_What you will do_.
Write the material out again exactly.

_Input_.
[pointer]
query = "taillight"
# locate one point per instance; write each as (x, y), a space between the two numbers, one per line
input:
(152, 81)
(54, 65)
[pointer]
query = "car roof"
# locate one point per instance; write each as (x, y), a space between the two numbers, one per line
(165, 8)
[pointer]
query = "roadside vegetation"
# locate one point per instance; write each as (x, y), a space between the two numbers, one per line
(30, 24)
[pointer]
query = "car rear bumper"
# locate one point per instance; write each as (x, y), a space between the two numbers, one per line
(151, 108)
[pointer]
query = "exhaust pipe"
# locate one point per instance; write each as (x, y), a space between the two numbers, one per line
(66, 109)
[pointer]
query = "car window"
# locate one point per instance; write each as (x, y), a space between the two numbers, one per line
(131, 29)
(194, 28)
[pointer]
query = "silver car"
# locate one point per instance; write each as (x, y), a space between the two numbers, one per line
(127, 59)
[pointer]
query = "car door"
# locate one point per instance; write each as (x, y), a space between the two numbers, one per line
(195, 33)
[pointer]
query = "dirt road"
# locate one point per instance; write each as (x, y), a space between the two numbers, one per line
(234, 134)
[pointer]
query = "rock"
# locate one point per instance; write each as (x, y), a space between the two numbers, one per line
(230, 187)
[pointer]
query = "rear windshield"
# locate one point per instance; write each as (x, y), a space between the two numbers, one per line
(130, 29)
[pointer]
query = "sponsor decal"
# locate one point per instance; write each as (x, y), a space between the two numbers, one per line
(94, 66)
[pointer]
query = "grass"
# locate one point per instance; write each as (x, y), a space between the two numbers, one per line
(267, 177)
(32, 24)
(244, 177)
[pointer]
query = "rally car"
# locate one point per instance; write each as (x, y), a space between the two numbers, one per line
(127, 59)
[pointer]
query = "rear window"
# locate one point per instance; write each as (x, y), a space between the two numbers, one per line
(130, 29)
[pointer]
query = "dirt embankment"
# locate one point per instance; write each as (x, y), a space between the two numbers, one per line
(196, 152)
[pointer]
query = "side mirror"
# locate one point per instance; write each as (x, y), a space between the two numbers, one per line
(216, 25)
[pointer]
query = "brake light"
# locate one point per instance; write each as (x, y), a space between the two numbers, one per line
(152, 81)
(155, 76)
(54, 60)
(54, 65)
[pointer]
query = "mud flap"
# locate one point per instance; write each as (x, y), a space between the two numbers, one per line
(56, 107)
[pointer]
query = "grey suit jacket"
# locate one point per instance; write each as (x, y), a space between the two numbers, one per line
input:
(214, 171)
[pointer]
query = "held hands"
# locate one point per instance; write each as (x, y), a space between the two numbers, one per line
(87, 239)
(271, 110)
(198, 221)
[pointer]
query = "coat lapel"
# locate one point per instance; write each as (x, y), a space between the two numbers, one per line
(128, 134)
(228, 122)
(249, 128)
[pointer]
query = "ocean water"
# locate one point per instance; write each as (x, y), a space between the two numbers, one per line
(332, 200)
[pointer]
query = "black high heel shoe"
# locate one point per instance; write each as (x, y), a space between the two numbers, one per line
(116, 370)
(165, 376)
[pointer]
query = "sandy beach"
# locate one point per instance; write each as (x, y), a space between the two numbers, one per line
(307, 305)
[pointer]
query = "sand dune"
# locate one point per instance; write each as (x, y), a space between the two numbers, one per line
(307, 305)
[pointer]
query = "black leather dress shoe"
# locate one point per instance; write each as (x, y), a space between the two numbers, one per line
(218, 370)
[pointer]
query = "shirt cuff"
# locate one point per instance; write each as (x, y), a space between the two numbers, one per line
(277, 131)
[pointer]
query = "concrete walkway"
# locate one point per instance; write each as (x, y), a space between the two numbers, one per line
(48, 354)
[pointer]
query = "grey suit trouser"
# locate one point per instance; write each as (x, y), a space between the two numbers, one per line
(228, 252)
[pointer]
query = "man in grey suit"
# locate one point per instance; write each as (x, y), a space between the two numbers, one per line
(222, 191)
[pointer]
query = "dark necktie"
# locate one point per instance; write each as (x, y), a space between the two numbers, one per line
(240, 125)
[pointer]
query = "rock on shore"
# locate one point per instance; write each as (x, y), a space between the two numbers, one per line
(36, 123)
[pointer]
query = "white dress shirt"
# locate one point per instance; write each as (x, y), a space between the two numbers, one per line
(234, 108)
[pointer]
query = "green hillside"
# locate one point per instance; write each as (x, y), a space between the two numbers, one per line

_Response for this exercise_.
[pointer]
query = "taillight"
# locate one point per instance; write each as (x, y), a space between the two numbers, one per line
input:
(152, 81)
(54, 65)
[pointer]
query = "car roof"
# locate one point per instance; write each as (x, y), a space between the two numbers, one per line
(165, 8)
[pointer]
query = "roadside vegetation"
# locate one point per instance; write each as (x, y), a space between the two numbers, one per line
(30, 24)
[pointer]
query = "car rear bumper"
# locate one point per instance; write each as (x, y), a space between the two numbers, one per line
(151, 108)
[pointer]
query = "exhaust pipe"
# locate one point per instance; write each as (x, y), a space between the two numbers, one per line
(66, 109)
[pointer]
query = "car window"
# locate one point per instance; write each as (x, y), a space between the two numbers, one per line
(131, 29)
(194, 28)
[pointer]
query = "silver car"
# locate one point per instance; write each as (x, y), a space between the two numbers, one per line
(127, 59)
[pointer]
query = "car door"
# locate one point per instance; write each as (x, y), a space between the two numbers, one per line
(195, 33)
[pointer]
query = "dirt road"
# locate one point per instance; write each as (x, y), a space between the two numbers, one per line
(234, 134)
[pointer]
query = "rock"
# locate one point per instance; write each as (x, y), a space between the two numbers, one per line
(230, 187)
[pointer]
query = "rear windshield"
# locate one point per instance; write each as (x, y), a space between the two numbers, one per line
(130, 29)
[pointer]
query = "sponsor decal"
# locate one point per instance; write each as (x, y), a space between the two numbers, one per line
(94, 66)
[pointer]
query = "grass"
# locate one point per instance; write each as (x, y), a space between the two numbers, one per line
(267, 177)
(32, 24)
(244, 177)
[pointer]
query = "rally car"
# locate one point per instance; write each as (x, y), a space between the two numbers, one per line
(127, 59)
[pointer]
query = "rear window"
# locate one point per instance; write each as (x, y), a space between the two numbers, one per line
(130, 29)
[pointer]
query = "dirt embankment"
# locate one point per instance; write each as (x, y), a space between the two numbers, one per line
(196, 152)
[pointer]
query = "side mirror"
# locate one point per instance; write each as (x, y), a space between the two numbers, one per line
(216, 25)
[pointer]
query = "brake light"
# locate one point per instance; write each as (x, y), a space between the two numbers, one per line
(152, 81)
(155, 76)
(54, 60)
(54, 65)
[pointer]
query = "mud flap"
# locate one point per instance; write each as (x, y), a space between the two numbers, one per line
(56, 107)
[pointer]
query = "grey suit jacket"
# locate one point per instance; write each as (x, y), a space between the two numbers, one per line
input:
(214, 171)
[pointer]
query = "held hands"
# locate one point per instance; write each as (x, y), a space between the two numbers, one per line
(87, 239)
(271, 110)
(198, 221)
[pointer]
query = "coat lapel"
# locate one point per instance; write each as (x, y), a space between the two numbers, one per line
(128, 134)
(228, 122)
(249, 128)
[pointer]
query = "ocean water"
# locate one point per instance; write each as (x, y), a space between the two numbers, one per line
(332, 200)
[pointer]
query = "black high heel shoe"
# locate one point per instance; write each as (x, y), a space between the two numbers, one per line
(116, 370)
(165, 376)
[pointer]
query = "sandy beach"
# locate one point per instance; write each as (x, y), a space between the two numbers, one per line
(307, 305)
[pointer]
query = "sand dune"
# locate one point per instance; write each as (x, y), a space between the two numbers, one per line
(307, 305)
[pointer]
query = "black leather dress shoe"
# locate one point per instance; write each as (x, y), a space between the two numbers, one per line
(218, 370)
[pointer]
query = "shirt cuff"
# locate one point per instance; write each as (x, y), a space between the two numbers, one per line
(277, 131)
[pointer]
query = "concrete walkway"
# locate one point per instance; write each as (x, y), a space between the two numbers, one per line
(48, 354)
[pointer]
query = "grey suit trouser"
# locate one point per instance; write each as (x, y), a space between the two numbers, one per line
(228, 252)
[pointer]
query = "man in grey suit"
# locate one point per instance; write each as (x, y), a space between the two numbers, one per line
(222, 191)
[pointer]
query = "dark necktie"
# locate one point per instance; write each as (x, y), a space between the two numbers, one per line
(240, 125)
[pointer]
query = "rock on shore"
# locate one point per instance; write each as (x, y), a space between the two numbers, one per line
(36, 123)
[pointer]
query = "white dress shirt"
# locate one point per instance; write each as (x, y), a space between the two numbers, one per line
(234, 108)
[pointer]
query = "green hillside"
# locate one point per instance; write each as (x, y), a space between the two numbers, one per line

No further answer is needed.